WRITTEN INSTRUCTION:
Write out each record again exactly as it stands.

--- RECORDS PROVIDED ---

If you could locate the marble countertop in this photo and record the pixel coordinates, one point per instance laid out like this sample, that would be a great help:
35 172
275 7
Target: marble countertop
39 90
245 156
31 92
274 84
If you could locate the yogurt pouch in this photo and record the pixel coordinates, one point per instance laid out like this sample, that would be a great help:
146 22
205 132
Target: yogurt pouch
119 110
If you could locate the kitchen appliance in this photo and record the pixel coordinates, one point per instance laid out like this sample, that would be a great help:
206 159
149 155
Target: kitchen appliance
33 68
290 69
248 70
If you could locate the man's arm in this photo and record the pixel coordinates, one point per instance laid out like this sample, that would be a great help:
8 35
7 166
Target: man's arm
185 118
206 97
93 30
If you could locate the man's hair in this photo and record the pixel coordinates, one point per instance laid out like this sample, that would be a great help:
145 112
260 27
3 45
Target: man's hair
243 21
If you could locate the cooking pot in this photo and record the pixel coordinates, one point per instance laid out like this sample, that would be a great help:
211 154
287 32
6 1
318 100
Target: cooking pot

---

RESULT OF THIS TASK:
If you could locate the marble countertop in this photo and record the pixel coordinates, one point per instance laid out like this sample, that would be a great help:
35 172
275 7
Target: marble countertop
39 90
245 156
31 92
274 84
If you could locate the yogurt pouch in this photo and record the pixel coordinates, one point per instance laid out like this sample, that would be a great help:
146 22
205 132
Target: yogurt pouch
119 110
If you could locate the kitchen appliance in this photo and record the pixel coordinates, one point per instance laid out like this sample, that would be a great help:
206 159
149 155
Target: kitchen appliance
33 68
290 69
248 70
If you could locate the man's arm in this photo and record the pixel coordinates, one point per instance laid out like this sample, that would be a great help:
8 35
7 166
Target: man's arm
185 118
206 97
93 30
If you could locate the man's hair in this photo and record the pixel coordinates, one point per instance laid out like this sample, that would be a great help:
145 112
260 27
3 45
Target: man's hair
243 21
If you could locate the cooking pot in this photo and record the pixel coordinates, one point per instance laid out like this sample, that would be a great help:
211 154
287 32
6 1
318 100
Target: cooking pot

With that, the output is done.